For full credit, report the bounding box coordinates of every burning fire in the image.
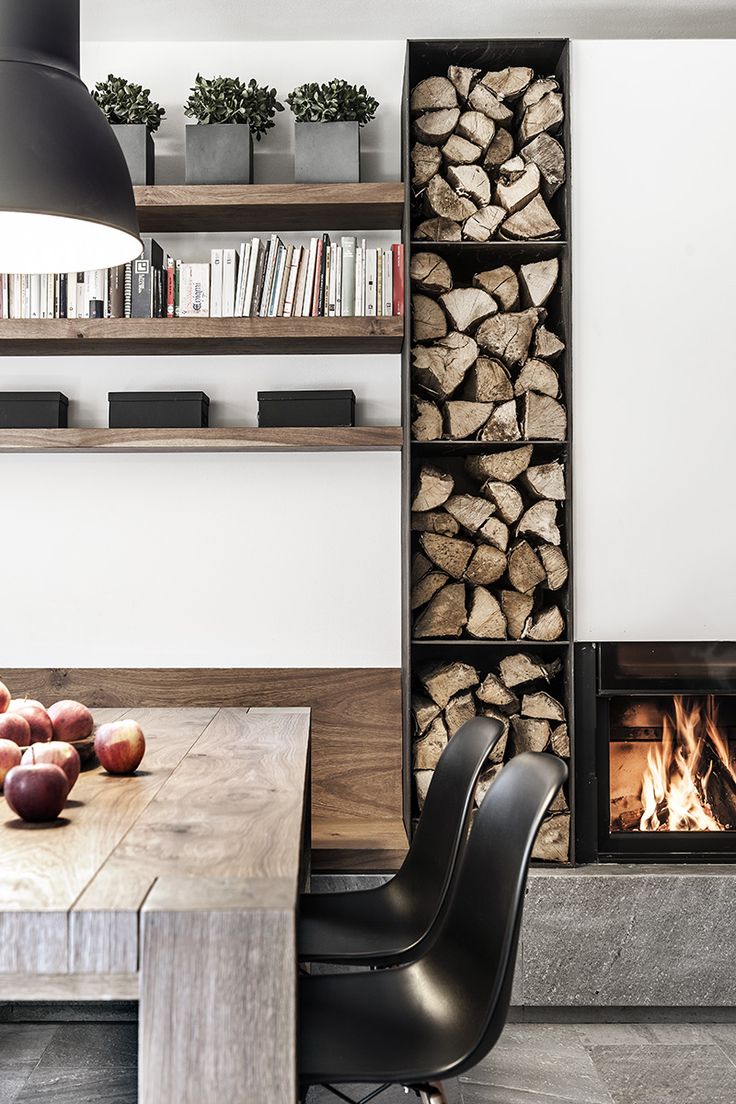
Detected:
[639,694,736,831]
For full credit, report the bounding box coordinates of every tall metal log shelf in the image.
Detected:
[402,39,575,862]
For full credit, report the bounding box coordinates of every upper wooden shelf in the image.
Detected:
[0,425,403,453]
[0,317,404,357]
[135,182,404,234]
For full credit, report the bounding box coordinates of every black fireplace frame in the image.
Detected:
[574,641,736,862]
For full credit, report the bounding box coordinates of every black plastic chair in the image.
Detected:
[297,716,503,966]
[299,752,567,1100]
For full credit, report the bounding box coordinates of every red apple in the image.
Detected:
[3,763,68,820]
[0,740,21,789]
[0,713,31,747]
[8,698,46,713]
[47,701,95,744]
[95,721,146,774]
[21,740,82,793]
[13,705,54,744]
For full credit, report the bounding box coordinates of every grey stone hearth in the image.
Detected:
[312,864,736,1008]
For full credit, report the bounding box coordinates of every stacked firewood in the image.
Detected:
[410,445,567,641]
[410,253,567,442]
[412,652,569,862]
[410,65,565,242]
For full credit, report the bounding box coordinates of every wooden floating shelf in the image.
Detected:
[135,182,404,234]
[0,317,404,357]
[412,636,569,648]
[0,425,402,453]
[412,237,568,250]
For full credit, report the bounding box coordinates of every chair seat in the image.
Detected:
[299,963,461,1084]
[297,884,428,966]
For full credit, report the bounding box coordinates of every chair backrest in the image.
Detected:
[391,716,503,922]
[425,752,567,1076]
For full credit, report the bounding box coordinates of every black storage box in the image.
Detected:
[107,391,210,429]
[0,391,70,429]
[258,391,355,429]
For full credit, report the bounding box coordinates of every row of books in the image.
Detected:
[0,234,404,318]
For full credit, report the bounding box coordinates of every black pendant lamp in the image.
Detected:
[0,0,141,273]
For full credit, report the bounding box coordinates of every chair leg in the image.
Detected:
[415,1078,461,1104]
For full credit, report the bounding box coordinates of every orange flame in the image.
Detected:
[639,694,736,831]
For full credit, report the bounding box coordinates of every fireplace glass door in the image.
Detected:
[609,694,736,834]
[575,641,736,862]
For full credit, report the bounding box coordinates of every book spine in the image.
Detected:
[301,237,317,318]
[234,242,250,318]
[316,234,330,315]
[383,250,394,318]
[210,250,224,318]
[391,245,404,316]
[324,239,338,318]
[291,245,309,318]
[58,273,68,318]
[258,234,281,318]
[222,250,237,318]
[340,237,356,316]
[276,245,294,318]
[243,237,263,318]
[268,242,286,318]
[365,250,376,316]
[311,237,324,318]
[284,245,303,318]
[130,257,153,318]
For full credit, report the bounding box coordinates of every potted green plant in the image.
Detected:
[184,73,284,184]
[92,73,166,184]
[286,77,378,184]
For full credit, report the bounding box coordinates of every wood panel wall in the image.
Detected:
[2,667,405,870]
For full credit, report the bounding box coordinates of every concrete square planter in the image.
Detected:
[186,123,253,184]
[294,123,361,184]
[111,123,156,184]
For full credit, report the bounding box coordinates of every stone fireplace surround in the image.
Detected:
[312,863,736,1018]
[320,644,736,1019]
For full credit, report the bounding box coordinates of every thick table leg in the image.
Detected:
[139,882,297,1104]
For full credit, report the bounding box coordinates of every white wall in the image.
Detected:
[0,38,736,666]
[573,41,736,640]
[0,42,404,668]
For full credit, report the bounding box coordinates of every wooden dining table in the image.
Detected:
[0,709,310,1104]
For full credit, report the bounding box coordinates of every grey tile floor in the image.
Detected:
[0,1022,736,1104]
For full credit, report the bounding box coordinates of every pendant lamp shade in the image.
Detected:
[0,0,141,273]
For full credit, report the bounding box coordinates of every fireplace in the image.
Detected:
[575,643,736,862]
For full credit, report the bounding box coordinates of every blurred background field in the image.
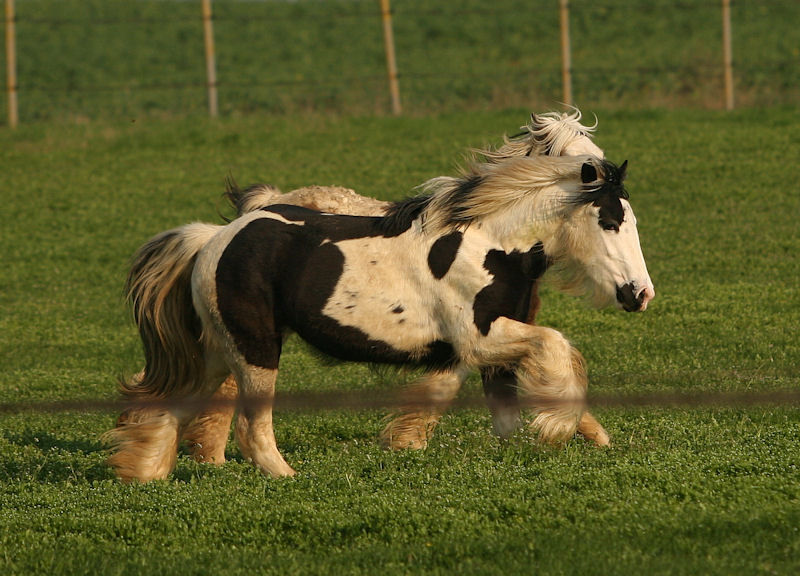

◆ **CO ZROBIĆ**: Przepisz dokładnie wszystkie wpisy powyżej, pomijając w odpowiedzi obrazy.

◆ **ROZWIĄZANIE ZADANIA**:
For full credit, report the bounding box coordinates of every burning fire in the image.
Detected:
[639,694,736,831]
For full credit, report the bounding box coordinates of every tall metal log shelf in the image.
Detected:
[402,39,575,862]
For full credit, report the bounding box coordinates of every upper wooden shelf in the image.
Detected:
[0,425,403,453]
[0,317,404,357]
[135,182,404,234]
For full credit, report the bounding box coordinates of every black fireplace frame in the image.
Detected:
[574,641,736,862]
For full credit, report the bounding box coordinates of every black plastic chair in the image.
Detected:
[297,716,503,966]
[299,752,567,1100]
For full credit, report the bounding box coordinates of every red apple in the image.
Detected:
[3,763,68,820]
[0,740,21,789]
[0,713,31,747]
[8,698,46,713]
[47,701,95,744]
[95,721,146,774]
[21,740,82,793]
[13,705,54,744]
For full credit, report the bounding box coordinates of every grey stone hearth in the image.
Detected:
[312,864,736,1008]
For full credit, report the bounding box coordinates of every stacked firewood in the image.
Detected:
[410,445,567,641]
[410,253,567,442]
[412,652,569,862]
[410,65,565,242]
For full credit, report the bounding box coordinates of every wooden floating shelf in the image.
Detected:
[135,182,404,234]
[0,317,404,357]
[412,636,569,648]
[0,425,402,453]
[412,237,568,250]
For full credit, report the bounding box coordinates of every chair seat in the image.
Detected:
[299,963,461,1084]
[297,884,428,966]
For full credit, report the bounding box coordinates of every chair backrest in the image.
Detected:
[391,716,503,922]
[425,752,567,1076]
For full credit, report the bounding box coordinates of every black storage box in the image.
Detected:
[107,391,210,429]
[0,391,70,429]
[258,391,355,429]
For full credit, report the bounding box coordinates of every row of books in the image.
Detected:
[0,234,404,318]
For full credit, report the bounding box coordinates of every black pendant lamp in the image.
Detected:
[0,0,141,273]
For full credit, report the bounding box coordinates of every chair leg in the image.
Detected:
[415,1078,461,1104]
For full credit, report the bounding box coordinates of every orange flame in the image.
Detected:
[639,694,736,831]
For full credit, report the bounding box coordinates of every fireplace glass door in the image.
Detected:
[609,694,736,834]
[575,641,736,862]
For full credit, report the bounding box coordinates of every book spine in the image.
Detected:
[301,237,317,318]
[234,242,250,318]
[316,234,330,315]
[383,250,394,318]
[210,250,224,318]
[391,245,404,316]
[324,239,338,318]
[291,245,309,318]
[58,273,68,318]
[258,234,281,318]
[222,250,237,318]
[340,237,356,316]
[276,245,294,318]
[243,237,263,318]
[268,242,286,318]
[365,250,376,316]
[311,237,324,318]
[284,245,303,318]
[130,257,153,318]
For full credit, report the bounding box coordinates of every potted green plant in the image.
Detected:
[184,73,284,184]
[92,73,166,184]
[286,77,378,184]
For full credit, report the bounding box coordinates of every wood panel wall in the image.
Detected:
[2,667,405,870]
For full credit, report the bounding box coordinates of every concrete square planter in the image.
Detected:
[186,123,253,184]
[294,123,361,184]
[111,123,156,184]
For full credit, report the bounding box coordinates of every stone fireplace surround in the image.
Detected:
[312,863,736,1018]
[320,644,736,1019]
For full credit, report the bounding box coordinates of every thick table leg in the image.
Detected:
[139,882,297,1104]
For full credit, report the bounding box coordinates of every white wall in the image.
Detected:
[0,38,736,666]
[573,41,736,640]
[0,42,404,668]
For full credit, report the bounding box coordinates of every wooden dining table in the image.
Detected:
[0,709,310,1104]
For full credit, report the bounding box coordinates of every grey tile floor in the image.
Detected:
[0,1022,736,1104]
For full credit, report the bounding box coordinates of every pendant lamp shade in the image.
Detected:
[0,0,141,273]
For full credit, report the bounding box coordinates of every fireplace in the image.
Detected:
[575,643,736,862]
For full credit, report the bounding box coordinates of every blurred background field in the image.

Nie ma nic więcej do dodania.